Rewrite the entries as a two-column CSV with the headers "text" and "answer", one row per entry. Start with the line containing "spot the tablet bezel." and go through the line containing "(1108, 325)". Put each field in double quotes and turn its line breaks into spaces.

[Location labeling entries]
┄┄┄┄┄┄

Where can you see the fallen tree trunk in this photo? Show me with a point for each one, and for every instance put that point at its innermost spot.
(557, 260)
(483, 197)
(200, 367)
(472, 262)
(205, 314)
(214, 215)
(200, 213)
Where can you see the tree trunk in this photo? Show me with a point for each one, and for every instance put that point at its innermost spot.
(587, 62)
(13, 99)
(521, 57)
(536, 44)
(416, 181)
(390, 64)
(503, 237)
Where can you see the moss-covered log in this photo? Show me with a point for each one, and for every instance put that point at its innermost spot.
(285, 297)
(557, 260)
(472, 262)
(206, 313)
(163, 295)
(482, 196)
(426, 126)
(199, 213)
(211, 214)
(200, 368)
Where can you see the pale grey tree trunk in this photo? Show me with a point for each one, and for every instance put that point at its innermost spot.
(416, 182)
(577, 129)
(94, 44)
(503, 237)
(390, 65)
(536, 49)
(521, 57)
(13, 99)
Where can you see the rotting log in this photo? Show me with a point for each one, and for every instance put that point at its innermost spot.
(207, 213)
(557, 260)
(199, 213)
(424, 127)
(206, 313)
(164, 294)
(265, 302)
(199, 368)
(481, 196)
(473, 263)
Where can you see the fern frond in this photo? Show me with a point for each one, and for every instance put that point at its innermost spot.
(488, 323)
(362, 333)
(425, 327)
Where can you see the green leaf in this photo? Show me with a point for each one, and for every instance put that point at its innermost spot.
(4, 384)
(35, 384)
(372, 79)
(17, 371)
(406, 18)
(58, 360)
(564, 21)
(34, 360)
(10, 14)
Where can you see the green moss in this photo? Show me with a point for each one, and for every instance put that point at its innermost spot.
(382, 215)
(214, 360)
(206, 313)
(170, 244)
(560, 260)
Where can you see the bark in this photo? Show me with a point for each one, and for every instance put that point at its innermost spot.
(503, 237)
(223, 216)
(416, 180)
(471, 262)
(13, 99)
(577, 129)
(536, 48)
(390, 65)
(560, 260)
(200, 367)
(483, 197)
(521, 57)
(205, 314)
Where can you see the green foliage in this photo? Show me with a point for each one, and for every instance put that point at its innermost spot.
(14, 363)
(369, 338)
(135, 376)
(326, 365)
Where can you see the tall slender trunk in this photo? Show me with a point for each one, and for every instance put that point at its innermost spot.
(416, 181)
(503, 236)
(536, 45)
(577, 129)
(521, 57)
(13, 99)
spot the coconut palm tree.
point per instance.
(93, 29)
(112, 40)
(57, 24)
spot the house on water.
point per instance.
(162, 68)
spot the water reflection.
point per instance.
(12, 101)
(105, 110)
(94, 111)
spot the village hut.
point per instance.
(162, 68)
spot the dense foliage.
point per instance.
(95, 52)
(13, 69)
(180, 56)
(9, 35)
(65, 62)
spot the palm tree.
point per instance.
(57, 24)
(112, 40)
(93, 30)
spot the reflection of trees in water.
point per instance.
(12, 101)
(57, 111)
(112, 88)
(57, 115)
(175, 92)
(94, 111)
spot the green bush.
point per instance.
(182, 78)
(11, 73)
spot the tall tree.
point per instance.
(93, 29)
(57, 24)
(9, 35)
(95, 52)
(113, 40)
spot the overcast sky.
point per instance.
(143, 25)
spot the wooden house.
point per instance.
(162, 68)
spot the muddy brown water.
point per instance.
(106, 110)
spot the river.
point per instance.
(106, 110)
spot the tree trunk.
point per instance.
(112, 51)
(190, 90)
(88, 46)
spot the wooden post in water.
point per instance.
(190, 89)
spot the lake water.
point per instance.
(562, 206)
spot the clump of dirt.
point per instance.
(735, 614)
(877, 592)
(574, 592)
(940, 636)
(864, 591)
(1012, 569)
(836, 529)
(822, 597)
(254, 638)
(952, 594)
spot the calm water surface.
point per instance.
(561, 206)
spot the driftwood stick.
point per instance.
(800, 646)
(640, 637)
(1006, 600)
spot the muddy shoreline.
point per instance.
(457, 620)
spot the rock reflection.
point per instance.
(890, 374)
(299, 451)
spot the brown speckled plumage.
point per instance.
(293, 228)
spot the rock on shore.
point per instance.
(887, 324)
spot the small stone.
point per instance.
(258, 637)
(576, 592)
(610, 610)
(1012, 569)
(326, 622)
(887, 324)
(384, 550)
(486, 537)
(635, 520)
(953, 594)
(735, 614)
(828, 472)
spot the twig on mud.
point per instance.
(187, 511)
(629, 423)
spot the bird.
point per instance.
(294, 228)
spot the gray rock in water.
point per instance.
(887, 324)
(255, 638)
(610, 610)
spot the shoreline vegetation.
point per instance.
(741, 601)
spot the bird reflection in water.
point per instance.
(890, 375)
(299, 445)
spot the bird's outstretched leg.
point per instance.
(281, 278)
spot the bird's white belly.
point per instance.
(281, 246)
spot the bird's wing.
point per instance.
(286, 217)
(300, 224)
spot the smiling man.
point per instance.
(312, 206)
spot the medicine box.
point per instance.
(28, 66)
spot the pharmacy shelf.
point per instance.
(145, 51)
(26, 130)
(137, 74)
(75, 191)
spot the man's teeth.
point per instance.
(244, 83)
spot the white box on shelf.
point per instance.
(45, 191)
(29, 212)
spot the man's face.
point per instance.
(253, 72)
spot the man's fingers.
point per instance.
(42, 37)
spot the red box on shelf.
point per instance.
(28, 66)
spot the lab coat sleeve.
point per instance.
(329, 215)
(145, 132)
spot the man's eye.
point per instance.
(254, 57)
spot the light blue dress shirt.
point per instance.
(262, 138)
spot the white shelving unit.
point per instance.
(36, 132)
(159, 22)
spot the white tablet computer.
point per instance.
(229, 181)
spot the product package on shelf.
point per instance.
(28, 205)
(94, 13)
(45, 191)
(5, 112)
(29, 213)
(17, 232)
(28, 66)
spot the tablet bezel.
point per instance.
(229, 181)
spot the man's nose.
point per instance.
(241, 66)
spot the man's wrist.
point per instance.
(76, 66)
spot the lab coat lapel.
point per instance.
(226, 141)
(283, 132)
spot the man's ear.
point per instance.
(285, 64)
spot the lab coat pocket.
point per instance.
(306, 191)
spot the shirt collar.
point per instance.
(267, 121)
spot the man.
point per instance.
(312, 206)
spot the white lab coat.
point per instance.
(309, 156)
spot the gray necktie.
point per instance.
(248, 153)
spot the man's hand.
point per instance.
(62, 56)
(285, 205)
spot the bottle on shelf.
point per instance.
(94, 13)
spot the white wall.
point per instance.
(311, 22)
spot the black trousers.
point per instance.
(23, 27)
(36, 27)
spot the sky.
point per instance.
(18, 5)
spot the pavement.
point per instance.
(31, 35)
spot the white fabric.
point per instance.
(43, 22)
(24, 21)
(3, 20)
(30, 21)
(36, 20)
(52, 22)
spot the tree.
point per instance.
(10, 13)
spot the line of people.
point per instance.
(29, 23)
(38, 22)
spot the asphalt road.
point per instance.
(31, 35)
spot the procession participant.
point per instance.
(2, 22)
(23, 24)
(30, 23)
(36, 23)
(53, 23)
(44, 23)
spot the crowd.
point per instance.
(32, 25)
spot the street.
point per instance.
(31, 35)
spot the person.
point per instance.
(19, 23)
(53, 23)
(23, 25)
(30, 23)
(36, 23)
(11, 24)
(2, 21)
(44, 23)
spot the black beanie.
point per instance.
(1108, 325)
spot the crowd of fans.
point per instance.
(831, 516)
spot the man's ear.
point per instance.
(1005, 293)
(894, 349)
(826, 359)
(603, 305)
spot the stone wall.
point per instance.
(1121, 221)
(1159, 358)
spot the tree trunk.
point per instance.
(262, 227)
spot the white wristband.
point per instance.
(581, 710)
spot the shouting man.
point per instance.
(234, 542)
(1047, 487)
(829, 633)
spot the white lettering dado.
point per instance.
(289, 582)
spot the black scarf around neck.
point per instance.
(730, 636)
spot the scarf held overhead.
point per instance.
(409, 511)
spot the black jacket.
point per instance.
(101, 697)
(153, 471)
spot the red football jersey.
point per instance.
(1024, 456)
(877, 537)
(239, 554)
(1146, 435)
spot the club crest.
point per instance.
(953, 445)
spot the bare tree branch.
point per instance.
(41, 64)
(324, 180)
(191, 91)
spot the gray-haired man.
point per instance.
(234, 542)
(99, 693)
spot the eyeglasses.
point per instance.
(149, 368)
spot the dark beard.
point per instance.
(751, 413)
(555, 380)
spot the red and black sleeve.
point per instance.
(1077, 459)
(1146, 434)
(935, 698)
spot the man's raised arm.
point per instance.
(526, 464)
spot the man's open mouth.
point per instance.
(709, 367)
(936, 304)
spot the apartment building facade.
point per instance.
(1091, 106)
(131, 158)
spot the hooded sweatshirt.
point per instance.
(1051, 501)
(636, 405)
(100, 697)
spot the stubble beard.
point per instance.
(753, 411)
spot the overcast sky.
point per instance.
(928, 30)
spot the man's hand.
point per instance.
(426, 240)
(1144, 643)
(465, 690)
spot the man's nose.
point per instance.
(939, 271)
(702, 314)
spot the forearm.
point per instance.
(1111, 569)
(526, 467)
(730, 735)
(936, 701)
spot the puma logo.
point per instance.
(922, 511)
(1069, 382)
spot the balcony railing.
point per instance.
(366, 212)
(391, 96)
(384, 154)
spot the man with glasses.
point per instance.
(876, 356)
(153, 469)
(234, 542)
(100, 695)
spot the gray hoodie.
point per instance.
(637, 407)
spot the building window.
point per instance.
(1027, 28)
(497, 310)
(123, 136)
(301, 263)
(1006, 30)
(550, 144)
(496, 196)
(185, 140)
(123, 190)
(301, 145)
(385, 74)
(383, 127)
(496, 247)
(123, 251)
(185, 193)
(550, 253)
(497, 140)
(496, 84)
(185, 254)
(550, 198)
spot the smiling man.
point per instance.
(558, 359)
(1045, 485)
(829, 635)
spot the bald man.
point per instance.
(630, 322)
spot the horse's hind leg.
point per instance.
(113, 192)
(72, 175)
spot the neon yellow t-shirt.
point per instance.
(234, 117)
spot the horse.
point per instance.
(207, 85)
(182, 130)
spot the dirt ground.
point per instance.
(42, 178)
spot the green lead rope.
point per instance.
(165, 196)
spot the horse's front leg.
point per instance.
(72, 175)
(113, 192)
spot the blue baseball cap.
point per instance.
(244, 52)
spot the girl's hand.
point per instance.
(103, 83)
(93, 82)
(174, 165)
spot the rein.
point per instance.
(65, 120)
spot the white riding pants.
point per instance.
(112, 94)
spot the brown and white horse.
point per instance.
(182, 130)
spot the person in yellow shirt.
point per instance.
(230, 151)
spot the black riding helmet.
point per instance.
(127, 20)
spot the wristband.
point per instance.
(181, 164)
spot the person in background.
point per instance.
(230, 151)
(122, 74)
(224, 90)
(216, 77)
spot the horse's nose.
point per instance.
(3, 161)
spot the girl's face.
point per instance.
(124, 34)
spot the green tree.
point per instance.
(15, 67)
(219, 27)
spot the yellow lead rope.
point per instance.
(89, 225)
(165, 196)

┄┄┄┄┄┄

**Task solution:**
text,answer
"spot the tablet bezel. point per instance.","(229, 181)"
"spot the man's nose. point per instance.","(241, 66)"
"spot the man's wrist. point per instance.","(76, 66)"
"spot the lab coat lapel. point per instance.","(226, 141) (283, 132)"
"spot the man's ear. point per instance.","(285, 64)"
"spot the lab coat pocket. point per instance.","(306, 191)"
"spot the shirt collar. point per instance.","(267, 121)"
"spot the man. point per instance.","(312, 206)"
"spot the white lab coat. point per instance.","(309, 156)"
"spot the gray necktie. point per instance.","(248, 153)"
"spot the man's hand. point per instance.","(62, 56) (285, 205)"
"spot the bottle on shelf. point per instance.","(94, 13)"
"spot the white wall. point per instance.","(311, 22)"
"spot the black trousers. point per instance.","(23, 27) (36, 27)"
"spot the sky. point per instance.","(18, 5)"
"spot the pavement. point per instance.","(31, 35)"
"spot the white fabric. point per instance.","(43, 22) (24, 21) (3, 20) (30, 21) (36, 20) (52, 22)"
"spot the tree. point per instance.","(10, 13)"
"spot the line of people. point per instance.","(29, 23) (38, 22)"
"spot the asphalt road. point per instance.","(31, 35)"
"spot the procession participant. point per instance.","(2, 22) (23, 24) (30, 23) (36, 23) (53, 23) (44, 23)"
"spot the crowd. point per instance.","(32, 25)"
"spot the street. point per instance.","(31, 35)"
"spot the person. point per instance.","(19, 23) (53, 23) (23, 25) (30, 23) (36, 23) (11, 24) (2, 21) (44, 23)"
"spot the black beanie. point per instance.","(1108, 325)"